──────── Sayfa Alıntısı

Hıristiyan dininin peygamberi Hz. İsa’nın Kudüs yakınlarında ortaya çıktığı söylense de bu dinin yayılmaya başladığı topraklar öncelikle Anadolu’dadır. Bu yayılımda Karadeniz Bölgesi, Akdeniz’deki ilk yayılım alanları olan Tarsus, Hatay ve Kapadokya bölgeleri kadar önemli bir yer tutar.
Hristiyanlığın İlk Dönemi
İlk yıllarında Hristiyanlık dini Romalılar tarafından, biraz da Yahudilerin kışkırtmasıyla büyük bir zulümle karşılaşmıştır. Yüzyıllar süren bu baskılar karşısında yayılımı oldukça yavaş ve gizli gerçekleşmiştir.
Hristiyan topluluklarının kendilerine gizleyerek tecrit ettikleri dönem en az 250yıl sürmüştür. İbadetlerini gözlerden uzak, ulaşılması güç sarp tepelerdeki kaya kovuklarında ve mağaralarda yapmışlardır. En bariz örnekleri Kapadokya Bölgesindeki Hristiyan yerleşimleridir. Ihlara Vadisi, Ürgüp ve Göreme’deki sığınaklar, Kaymaklı ve Derinkuyu yeraltı şehirleri baskı altında dini yaşamlarını ifade etmeye çalışan toplulukların barınaklarıdır.

────────────────
──────── Sağlanan Veriler

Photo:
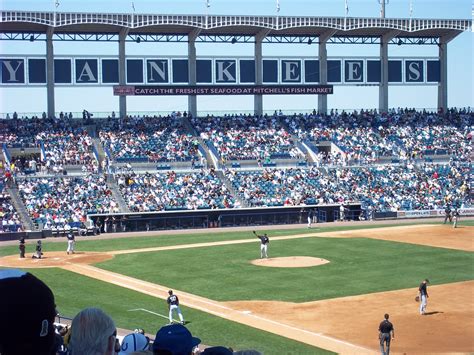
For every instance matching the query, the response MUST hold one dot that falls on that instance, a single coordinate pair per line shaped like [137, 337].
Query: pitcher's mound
[290, 261]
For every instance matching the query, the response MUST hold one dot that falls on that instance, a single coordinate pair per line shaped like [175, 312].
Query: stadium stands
[56, 201]
[144, 139]
[175, 191]
[10, 220]
[247, 137]
[423, 161]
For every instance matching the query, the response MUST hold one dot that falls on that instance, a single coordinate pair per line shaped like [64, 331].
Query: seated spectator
[241, 137]
[93, 332]
[174, 339]
[27, 313]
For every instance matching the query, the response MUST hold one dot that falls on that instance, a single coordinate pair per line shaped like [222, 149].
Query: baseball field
[322, 290]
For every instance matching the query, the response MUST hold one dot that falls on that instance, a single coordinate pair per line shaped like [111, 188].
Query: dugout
[209, 218]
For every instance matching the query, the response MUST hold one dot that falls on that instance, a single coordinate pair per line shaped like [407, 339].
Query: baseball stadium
[233, 223]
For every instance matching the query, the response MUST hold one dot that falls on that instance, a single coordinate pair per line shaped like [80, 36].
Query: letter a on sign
[86, 71]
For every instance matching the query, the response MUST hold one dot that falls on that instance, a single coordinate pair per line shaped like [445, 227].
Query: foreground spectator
[174, 339]
[27, 314]
[93, 333]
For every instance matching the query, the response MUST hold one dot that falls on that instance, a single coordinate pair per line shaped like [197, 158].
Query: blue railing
[6, 154]
[96, 153]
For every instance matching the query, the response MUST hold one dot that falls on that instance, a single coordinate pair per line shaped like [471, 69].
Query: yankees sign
[69, 71]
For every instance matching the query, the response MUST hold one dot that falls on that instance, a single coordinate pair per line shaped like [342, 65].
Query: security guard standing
[386, 333]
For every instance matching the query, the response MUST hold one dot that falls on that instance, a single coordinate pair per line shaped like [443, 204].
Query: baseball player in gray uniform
[264, 241]
[423, 296]
[173, 305]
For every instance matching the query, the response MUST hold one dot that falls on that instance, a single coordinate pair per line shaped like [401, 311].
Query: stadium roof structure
[224, 28]
[128, 27]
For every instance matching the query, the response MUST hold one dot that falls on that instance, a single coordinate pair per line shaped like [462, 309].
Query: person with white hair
[93, 332]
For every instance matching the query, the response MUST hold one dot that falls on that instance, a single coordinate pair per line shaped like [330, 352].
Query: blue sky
[460, 57]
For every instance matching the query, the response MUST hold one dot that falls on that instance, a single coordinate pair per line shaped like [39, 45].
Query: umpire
[385, 328]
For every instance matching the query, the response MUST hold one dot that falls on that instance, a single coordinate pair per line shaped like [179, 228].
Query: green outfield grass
[357, 266]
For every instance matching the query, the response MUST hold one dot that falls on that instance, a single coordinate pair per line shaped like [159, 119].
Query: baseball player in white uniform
[264, 241]
[71, 243]
[173, 305]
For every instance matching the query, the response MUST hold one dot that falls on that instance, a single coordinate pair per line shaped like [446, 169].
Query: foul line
[146, 310]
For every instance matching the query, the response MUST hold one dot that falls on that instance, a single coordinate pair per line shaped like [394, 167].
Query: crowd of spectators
[383, 187]
[155, 139]
[361, 136]
[10, 220]
[246, 137]
[29, 327]
[157, 192]
[22, 132]
[66, 147]
[400, 133]
[55, 202]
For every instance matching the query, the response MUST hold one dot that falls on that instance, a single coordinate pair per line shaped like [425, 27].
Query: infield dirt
[344, 325]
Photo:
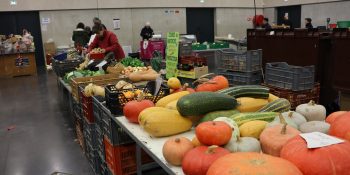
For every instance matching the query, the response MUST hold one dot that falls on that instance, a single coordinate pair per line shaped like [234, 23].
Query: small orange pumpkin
[273, 138]
[249, 163]
[213, 133]
[175, 149]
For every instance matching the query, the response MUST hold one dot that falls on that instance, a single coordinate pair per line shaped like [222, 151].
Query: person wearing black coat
[80, 36]
[146, 32]
[308, 23]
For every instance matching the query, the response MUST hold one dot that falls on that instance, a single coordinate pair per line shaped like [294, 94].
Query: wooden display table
[11, 66]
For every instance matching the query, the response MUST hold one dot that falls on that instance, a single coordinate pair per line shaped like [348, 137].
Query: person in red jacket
[107, 41]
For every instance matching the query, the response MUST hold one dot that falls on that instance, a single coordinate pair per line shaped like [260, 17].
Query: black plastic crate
[242, 78]
[63, 67]
[115, 99]
[295, 78]
[248, 61]
[185, 48]
[89, 131]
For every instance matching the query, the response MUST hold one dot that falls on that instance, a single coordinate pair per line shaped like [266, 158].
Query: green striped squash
[280, 105]
[242, 118]
[254, 91]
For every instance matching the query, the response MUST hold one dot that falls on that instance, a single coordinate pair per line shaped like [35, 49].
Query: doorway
[200, 22]
[15, 22]
[294, 14]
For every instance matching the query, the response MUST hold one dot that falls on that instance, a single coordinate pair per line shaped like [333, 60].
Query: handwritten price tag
[318, 140]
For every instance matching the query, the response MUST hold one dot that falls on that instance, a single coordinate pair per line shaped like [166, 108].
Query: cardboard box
[196, 73]
[50, 48]
[345, 102]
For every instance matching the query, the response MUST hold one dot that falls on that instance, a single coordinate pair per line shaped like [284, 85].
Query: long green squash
[280, 105]
[254, 91]
[242, 118]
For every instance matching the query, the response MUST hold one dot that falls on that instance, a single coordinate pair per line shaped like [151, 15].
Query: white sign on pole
[45, 21]
[116, 24]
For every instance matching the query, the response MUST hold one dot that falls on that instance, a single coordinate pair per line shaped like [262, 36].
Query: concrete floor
[36, 136]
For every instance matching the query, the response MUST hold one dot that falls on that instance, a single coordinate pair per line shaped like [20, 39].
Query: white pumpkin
[233, 125]
[297, 118]
[277, 121]
[243, 144]
[314, 126]
[312, 111]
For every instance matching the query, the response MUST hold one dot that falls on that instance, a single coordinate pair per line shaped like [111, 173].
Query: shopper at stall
[146, 32]
[106, 40]
[287, 22]
[80, 36]
[308, 23]
[88, 31]
[266, 24]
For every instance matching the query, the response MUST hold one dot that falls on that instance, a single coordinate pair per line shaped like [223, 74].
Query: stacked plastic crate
[90, 132]
[294, 83]
[240, 68]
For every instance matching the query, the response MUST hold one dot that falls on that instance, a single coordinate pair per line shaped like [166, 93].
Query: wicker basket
[97, 80]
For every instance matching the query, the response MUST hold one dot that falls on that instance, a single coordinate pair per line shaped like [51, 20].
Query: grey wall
[23, 5]
[234, 21]
[271, 13]
[318, 12]
[62, 23]
[337, 11]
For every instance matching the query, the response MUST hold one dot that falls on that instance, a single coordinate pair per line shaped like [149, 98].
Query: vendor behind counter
[108, 41]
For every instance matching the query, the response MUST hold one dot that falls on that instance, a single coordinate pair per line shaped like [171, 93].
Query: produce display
[81, 73]
[242, 129]
[97, 50]
[133, 62]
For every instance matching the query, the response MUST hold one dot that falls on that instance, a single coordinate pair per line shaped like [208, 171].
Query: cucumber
[201, 103]
[242, 118]
[254, 91]
[280, 105]
[216, 114]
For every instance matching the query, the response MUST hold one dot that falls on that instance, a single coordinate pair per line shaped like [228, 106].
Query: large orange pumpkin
[329, 160]
[198, 160]
[252, 164]
[272, 139]
[340, 127]
[331, 117]
[213, 133]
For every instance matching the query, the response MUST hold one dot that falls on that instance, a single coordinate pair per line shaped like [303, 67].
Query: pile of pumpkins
[243, 130]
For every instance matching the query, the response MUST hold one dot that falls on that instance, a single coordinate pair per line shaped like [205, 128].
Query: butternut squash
[248, 104]
[170, 98]
[252, 128]
[163, 122]
[272, 98]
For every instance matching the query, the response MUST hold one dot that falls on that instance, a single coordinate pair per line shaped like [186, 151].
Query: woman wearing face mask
[107, 41]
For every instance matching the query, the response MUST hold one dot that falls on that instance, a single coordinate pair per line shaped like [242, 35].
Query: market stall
[130, 119]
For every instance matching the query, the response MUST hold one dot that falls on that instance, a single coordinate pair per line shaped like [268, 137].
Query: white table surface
[154, 145]
[67, 86]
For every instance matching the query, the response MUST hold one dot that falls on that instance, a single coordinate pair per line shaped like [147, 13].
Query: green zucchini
[254, 91]
[201, 103]
[242, 118]
[216, 114]
[280, 105]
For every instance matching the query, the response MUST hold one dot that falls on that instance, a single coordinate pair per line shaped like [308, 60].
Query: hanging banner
[172, 53]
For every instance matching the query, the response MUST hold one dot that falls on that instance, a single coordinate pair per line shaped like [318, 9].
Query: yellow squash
[248, 104]
[163, 122]
[272, 98]
[167, 99]
[252, 128]
[172, 105]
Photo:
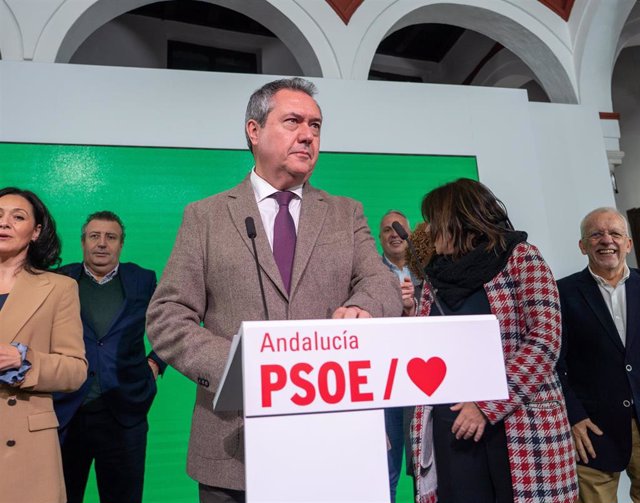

────────────────

Verilen Görev 1
Sayfa alıntısına göre Hristiyanlık ilk yıllarında neden yavaş ve gizli bir biçimde yayılmıştır? Metinde belirtilen nedeni açıklayın.
Verilen Görev 2
Hristiyanlığın Anadolu'da yayılışını anlatan metni kaldığı yerden alıp sürdürün.

Alıştırma Cevabı 1
Hristiyanlık ilk yıllarında Romalıların, biraz da Yahudilerin kışkırtmasıyla uyguladığı büyük bir zulümle karşılaşmıştır. Yüzyıllar süren bu baskılar yüzünden yayılımı oldukça yavaş ve gizli gerçekleşmiştir.

Alıştırma Cevabı 2
Hristiyanlığın ilk döneminde Karadeniz’de şapel yahut küçük boyutlu kiliselere gözlerden uzak dağlık arazide yer alan mağara ve kaya oyuklarına rastlanılmaktadır.
Karadeniz’deki İlk Hristiyan Sığınakları
Roma zulmünden korkan ilk Hristiyanlar oldukça yavaş ve gizli biçimde örgütlenmeye başlamışlardı. Karadeniz’in sarp ve gizlenmeye elverişli coğrafyası, bölgedeki ilk Hristiyanlara adeta kucak açmıştı. Sonraki yüzyıllarda bu coğrafya merkezi otoriteye karşı koyan asilerin mekânı olacaktı. Tarih boyunca hep böyle olmamış mıydı? Kuzey Anadolu’nun bu geleneksel işlevi, Kaşkalardan başlayarak tarihin her döneminde mahalli güçlere ve asilere yurt olmasıydı.
Osmanlı resmi belgelerinde ahali halkını “etraki bi idrak” olarak belirten, Sufi, Çapanoğlu vb. ayaklanmaların Canik bölgesinde ortaya çıkışı, Kurtuluş Savaşı öncesi Rum ve Ermeni çetelerinin bölgede boy göstermesi tesadüf değildir. Bu dönemde bölgeye Mustafa Kemal’in müfettiş olarak düşünülmesi ve Mustafa Kemal’in Kurtuluş Savaşı’nı buradan başlatması da tesadüf olamaz.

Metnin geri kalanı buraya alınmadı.